— EXERCISE PROMPT —
Rewrite the rows from the first one through the line containing "[238, 87, 253, 101]", replacing "helmet" with "headgear" everywhere and keeping everything else the same.

"""

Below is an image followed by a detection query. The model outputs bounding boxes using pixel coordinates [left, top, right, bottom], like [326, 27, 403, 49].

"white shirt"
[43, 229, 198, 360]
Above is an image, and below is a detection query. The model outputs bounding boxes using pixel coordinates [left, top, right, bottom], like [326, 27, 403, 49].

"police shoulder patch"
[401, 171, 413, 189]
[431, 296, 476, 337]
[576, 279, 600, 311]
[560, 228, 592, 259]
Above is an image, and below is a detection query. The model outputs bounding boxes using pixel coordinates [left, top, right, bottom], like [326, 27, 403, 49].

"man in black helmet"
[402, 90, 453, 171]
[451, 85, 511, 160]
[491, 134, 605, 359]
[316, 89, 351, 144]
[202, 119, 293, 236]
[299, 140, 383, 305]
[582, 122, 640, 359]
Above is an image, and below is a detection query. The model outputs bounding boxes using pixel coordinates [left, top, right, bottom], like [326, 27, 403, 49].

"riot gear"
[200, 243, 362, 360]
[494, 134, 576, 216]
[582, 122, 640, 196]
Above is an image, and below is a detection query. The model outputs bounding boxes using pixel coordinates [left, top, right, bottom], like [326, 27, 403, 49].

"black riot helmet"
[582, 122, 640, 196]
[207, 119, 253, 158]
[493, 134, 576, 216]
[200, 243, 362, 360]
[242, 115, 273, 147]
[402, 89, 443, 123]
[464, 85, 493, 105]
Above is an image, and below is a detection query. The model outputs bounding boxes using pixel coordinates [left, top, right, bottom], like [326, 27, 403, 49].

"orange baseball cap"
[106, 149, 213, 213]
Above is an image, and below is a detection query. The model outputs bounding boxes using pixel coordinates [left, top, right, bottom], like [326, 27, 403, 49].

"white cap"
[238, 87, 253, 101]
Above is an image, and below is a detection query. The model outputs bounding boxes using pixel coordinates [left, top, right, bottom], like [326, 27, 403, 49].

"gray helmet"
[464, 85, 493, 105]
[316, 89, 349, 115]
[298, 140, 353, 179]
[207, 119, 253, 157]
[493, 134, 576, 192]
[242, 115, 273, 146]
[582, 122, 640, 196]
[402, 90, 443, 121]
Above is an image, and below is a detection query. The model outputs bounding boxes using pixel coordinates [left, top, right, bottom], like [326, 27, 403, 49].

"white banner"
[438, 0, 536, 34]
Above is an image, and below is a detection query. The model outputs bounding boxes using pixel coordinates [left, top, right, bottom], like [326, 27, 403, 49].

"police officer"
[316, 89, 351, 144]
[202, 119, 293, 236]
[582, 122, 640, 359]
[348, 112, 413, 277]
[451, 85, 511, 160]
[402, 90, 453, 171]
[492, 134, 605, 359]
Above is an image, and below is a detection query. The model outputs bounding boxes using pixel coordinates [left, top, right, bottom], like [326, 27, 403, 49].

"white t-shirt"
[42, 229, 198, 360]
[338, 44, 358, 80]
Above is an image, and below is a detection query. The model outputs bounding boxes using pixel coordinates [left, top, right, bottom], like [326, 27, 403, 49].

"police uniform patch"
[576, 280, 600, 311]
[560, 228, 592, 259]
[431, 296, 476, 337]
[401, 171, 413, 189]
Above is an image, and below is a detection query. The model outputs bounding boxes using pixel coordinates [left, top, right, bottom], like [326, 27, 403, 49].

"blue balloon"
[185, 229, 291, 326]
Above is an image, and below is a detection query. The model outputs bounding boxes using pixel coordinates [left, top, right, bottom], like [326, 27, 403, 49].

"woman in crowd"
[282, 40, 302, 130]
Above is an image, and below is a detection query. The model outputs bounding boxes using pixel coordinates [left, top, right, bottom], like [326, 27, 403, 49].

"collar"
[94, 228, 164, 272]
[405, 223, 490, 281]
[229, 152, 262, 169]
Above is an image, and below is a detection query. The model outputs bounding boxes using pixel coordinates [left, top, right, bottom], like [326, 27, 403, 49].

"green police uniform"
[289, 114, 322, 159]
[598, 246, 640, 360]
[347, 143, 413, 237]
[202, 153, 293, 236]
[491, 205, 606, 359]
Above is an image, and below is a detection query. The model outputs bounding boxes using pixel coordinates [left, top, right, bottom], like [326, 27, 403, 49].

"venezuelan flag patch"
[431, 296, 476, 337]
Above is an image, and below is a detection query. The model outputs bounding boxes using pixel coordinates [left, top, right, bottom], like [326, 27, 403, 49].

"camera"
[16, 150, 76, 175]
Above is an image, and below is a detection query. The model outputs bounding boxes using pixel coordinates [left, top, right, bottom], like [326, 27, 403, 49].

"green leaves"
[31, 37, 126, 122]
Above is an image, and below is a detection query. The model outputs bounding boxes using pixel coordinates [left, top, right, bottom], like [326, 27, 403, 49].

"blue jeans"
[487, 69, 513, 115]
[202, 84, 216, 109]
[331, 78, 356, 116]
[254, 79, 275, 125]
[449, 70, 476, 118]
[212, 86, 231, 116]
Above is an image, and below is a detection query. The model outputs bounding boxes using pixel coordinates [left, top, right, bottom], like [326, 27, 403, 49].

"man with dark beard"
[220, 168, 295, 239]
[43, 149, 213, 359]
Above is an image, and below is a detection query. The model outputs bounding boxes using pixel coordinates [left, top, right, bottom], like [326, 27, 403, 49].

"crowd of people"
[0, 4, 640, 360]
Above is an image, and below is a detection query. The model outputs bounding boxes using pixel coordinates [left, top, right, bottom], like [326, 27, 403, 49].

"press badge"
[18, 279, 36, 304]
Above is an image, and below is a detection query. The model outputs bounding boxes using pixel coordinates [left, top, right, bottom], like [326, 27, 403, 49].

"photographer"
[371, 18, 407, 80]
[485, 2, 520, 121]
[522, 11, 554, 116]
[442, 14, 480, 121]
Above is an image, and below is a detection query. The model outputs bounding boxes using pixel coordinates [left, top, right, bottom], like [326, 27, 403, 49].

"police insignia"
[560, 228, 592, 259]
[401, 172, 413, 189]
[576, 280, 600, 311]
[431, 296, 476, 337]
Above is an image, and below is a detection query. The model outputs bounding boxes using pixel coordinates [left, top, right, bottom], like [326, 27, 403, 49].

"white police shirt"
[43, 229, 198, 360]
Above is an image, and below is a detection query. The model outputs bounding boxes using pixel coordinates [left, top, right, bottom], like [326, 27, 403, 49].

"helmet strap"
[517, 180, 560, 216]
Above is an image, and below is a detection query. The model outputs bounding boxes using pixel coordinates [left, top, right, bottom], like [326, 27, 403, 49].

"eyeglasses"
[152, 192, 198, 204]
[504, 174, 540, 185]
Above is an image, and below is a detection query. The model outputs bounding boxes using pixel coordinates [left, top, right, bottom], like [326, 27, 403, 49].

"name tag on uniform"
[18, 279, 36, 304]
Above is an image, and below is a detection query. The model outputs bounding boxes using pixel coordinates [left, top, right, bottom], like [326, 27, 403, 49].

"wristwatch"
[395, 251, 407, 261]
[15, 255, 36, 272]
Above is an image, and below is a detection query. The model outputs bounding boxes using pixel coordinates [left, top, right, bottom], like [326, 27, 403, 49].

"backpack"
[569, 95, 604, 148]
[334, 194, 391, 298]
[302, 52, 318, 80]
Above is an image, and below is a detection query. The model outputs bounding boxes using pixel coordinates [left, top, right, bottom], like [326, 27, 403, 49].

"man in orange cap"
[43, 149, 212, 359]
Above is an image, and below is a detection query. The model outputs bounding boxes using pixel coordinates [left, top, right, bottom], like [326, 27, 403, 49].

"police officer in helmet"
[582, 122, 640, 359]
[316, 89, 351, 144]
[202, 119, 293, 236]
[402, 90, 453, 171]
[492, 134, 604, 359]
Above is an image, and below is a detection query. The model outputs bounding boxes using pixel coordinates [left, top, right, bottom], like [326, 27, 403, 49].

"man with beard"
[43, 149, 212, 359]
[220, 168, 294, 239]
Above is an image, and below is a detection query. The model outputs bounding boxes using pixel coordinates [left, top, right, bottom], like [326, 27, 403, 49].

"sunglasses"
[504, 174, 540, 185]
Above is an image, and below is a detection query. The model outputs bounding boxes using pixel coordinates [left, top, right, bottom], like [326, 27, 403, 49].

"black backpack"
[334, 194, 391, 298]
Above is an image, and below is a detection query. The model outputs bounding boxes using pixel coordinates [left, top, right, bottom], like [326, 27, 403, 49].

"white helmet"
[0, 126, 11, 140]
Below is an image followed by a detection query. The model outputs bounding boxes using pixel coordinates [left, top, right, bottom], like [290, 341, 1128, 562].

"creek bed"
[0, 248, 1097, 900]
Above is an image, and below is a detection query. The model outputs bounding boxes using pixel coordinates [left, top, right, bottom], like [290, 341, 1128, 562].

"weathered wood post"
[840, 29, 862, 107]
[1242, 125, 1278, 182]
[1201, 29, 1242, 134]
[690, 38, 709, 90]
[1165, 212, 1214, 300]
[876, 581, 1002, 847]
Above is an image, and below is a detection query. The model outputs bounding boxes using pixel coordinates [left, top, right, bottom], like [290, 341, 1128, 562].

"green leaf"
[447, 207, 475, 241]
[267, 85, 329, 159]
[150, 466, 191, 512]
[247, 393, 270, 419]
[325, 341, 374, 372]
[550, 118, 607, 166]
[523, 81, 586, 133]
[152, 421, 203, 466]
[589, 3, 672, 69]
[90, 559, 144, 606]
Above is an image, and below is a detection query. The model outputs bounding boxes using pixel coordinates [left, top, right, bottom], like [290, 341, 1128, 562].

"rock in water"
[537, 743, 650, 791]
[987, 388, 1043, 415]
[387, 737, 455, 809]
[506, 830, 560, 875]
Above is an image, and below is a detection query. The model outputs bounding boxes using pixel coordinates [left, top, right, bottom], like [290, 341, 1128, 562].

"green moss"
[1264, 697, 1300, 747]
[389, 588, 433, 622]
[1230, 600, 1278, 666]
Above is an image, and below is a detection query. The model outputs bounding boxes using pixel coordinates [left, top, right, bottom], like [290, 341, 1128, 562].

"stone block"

"""

— OUTPUT FOR THIS EXERCISE —
Below is an image followed by a detection query. The model outputs bounding boxes using pixel coordinates [left, top, right, bottom], like [326, 27, 403, 49].

"white shirt"
[43, 229, 198, 360]
Above is an image, and below is a detection query. The model outputs bounding boxes using pixel coordinates [left, top, right, bottom], like [326, 27, 403, 49].

"police shoulder patch"
[401, 171, 413, 189]
[431, 296, 476, 337]
[576, 279, 600, 311]
[560, 228, 592, 259]
Above is an image, and below is a detection query. The model outputs bounding boxes using pixel coordinates [left, top, right, bottom], like [326, 27, 403, 49].

"man in black headgear"
[402, 90, 453, 171]
[451, 85, 511, 160]
[491, 134, 605, 359]
[316, 89, 351, 144]
[202, 119, 293, 236]
[299, 140, 383, 305]
[582, 122, 640, 359]
Above is an image, and below is a detection query. The model outputs bounding boxes using pixel coordinates [left, top, right, bottom], like [326, 27, 403, 49].

"riot gear"
[200, 243, 362, 360]
[494, 134, 576, 216]
[582, 122, 640, 196]
Above is an image, and below is a detection query. The model outputs bounding boxes using pixel coordinates [left, top, right, bottom], like [326, 27, 403, 49].

"black riot headgear"
[582, 122, 640, 196]
[207, 119, 253, 158]
[493, 134, 576, 216]
[200, 243, 362, 360]
[242, 115, 273, 147]
[402, 89, 443, 123]
[464, 85, 493, 105]
Above is an image, and below is a detection query. The model outputs bounding boxes using pixel coordinates [left, top, right, bottom], like [326, 27, 403, 49].

"orange baseball cap"
[106, 149, 213, 213]
Above is an image, and below is a detection query. The model outputs bounding boxes using pixel coordinates [left, top, right, bottom], like [326, 27, 403, 49].

"white cap"
[238, 87, 253, 101]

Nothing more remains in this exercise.